-- Opening Marker --
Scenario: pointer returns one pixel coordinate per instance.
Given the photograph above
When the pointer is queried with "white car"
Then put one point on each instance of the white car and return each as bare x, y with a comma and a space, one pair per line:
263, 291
-- Closing Marker --
§ **ACTIVITY**
Every record above must be set down again, word for word.

§ **PROBLEM SOLUTION**
Scenario: pointer returns one pixel coordinate per instance.
Given the photograph above
When the pointer is queried with "white car"
Then put one point on each instance of the white car and return each as bare x, y with a comma and a space, one pair per line:
263, 291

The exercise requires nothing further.